* **Records provided**

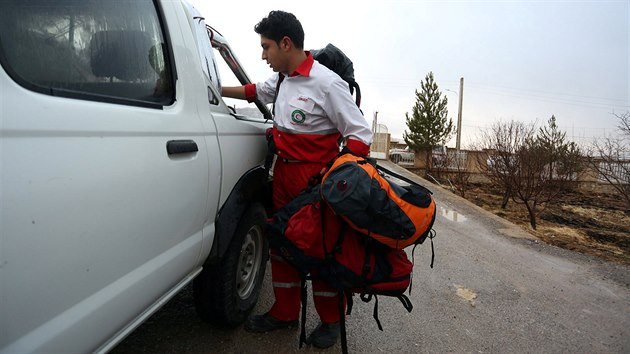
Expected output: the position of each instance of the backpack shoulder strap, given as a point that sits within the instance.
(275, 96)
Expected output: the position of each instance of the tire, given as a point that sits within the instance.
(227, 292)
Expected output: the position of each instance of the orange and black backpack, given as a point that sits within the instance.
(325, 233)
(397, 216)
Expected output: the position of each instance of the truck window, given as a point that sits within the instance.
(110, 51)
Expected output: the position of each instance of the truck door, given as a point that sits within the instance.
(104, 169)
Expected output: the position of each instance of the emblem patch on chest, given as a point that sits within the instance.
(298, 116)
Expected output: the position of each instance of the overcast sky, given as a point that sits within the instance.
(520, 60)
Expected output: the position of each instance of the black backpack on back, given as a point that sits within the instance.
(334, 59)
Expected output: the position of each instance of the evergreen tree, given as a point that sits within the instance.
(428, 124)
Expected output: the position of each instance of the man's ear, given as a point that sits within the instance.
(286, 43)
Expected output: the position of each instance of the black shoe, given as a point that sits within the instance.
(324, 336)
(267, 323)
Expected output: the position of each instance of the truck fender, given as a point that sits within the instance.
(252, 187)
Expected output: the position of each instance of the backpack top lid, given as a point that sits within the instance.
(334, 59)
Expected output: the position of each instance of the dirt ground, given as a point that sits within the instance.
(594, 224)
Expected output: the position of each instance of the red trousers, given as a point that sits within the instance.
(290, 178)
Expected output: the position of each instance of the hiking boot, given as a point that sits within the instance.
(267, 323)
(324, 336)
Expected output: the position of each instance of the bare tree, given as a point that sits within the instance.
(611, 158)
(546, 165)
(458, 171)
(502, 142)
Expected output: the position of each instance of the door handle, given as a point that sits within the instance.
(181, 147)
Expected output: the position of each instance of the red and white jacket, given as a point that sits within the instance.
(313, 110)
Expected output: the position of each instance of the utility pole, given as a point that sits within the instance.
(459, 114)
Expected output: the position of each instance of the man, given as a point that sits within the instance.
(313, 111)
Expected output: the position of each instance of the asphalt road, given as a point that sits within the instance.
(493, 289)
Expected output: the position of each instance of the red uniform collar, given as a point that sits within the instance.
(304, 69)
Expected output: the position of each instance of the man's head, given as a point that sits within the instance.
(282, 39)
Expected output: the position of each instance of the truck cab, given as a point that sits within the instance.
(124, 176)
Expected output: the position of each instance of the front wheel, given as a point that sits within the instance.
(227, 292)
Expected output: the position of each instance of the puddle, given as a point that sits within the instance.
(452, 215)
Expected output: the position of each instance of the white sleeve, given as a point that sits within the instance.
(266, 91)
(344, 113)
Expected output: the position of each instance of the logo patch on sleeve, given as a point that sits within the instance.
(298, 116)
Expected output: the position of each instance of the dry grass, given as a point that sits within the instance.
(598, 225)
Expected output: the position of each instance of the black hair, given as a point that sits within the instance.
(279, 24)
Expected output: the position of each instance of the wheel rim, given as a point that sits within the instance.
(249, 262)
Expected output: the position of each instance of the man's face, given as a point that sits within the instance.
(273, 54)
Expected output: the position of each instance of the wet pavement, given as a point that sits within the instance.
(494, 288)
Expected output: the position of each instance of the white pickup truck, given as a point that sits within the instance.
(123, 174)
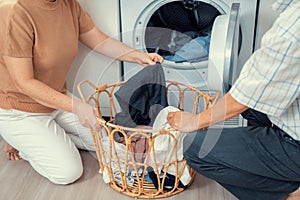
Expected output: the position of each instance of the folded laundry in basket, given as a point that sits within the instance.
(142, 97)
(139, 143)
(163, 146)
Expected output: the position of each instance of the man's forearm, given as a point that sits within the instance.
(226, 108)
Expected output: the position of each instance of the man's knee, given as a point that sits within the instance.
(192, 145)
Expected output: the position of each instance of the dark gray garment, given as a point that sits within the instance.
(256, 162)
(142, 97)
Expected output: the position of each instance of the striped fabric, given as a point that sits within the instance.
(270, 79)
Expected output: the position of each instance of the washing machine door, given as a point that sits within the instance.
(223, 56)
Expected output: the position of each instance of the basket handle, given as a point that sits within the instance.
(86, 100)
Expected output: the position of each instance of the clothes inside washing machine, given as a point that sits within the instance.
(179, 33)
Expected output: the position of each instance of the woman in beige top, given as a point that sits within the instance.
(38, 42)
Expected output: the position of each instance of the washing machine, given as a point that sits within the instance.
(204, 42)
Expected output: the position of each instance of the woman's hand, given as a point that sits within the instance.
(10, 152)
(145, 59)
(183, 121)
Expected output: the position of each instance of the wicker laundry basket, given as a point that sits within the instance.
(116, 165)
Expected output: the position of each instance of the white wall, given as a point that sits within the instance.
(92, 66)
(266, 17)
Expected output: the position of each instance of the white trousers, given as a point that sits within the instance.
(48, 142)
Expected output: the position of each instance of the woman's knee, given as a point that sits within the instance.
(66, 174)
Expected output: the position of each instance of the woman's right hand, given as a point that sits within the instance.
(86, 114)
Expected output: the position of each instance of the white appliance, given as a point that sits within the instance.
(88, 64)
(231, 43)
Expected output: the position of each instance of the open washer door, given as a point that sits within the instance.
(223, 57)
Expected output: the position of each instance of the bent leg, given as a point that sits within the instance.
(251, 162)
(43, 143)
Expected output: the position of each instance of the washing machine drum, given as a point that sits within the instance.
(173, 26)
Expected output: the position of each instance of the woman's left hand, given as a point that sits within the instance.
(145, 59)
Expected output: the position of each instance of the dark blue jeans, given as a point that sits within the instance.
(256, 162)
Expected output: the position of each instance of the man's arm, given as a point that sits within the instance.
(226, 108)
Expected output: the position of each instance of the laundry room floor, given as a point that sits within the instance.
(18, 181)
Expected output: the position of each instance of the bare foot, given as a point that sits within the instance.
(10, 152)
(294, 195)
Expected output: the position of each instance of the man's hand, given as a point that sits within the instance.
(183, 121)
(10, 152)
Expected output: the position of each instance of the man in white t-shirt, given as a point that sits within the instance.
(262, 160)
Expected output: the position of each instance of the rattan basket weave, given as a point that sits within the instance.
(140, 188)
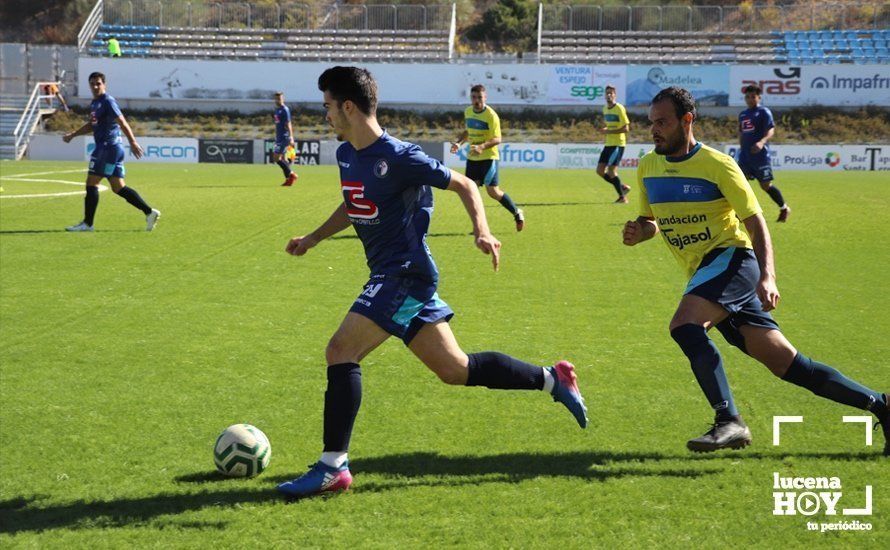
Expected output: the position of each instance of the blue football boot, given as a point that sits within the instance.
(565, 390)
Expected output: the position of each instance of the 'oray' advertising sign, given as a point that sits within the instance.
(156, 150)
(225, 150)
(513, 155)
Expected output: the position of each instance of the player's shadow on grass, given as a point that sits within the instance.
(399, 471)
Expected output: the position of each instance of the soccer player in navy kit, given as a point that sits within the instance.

* **What the exercise asks**
Recast as a numbered list each line from the one containing "Expected output: the position of each instance of the 'oray'" through the last line of the rows, leaving out any blank lines.

* **Output**
1. Expected output: the position of each instance of the 'oray' advertising sign, given as a point that sits within the instance.
2. (156, 150)
3. (225, 150)
4. (513, 155)
5. Expected output: the position of each instance of the player's shadow on grass, given as a point that sits within the instance.
6. (399, 471)
7. Expected output: the position of each instance of the soccer player in navy kit, given as a point that sits within the instance.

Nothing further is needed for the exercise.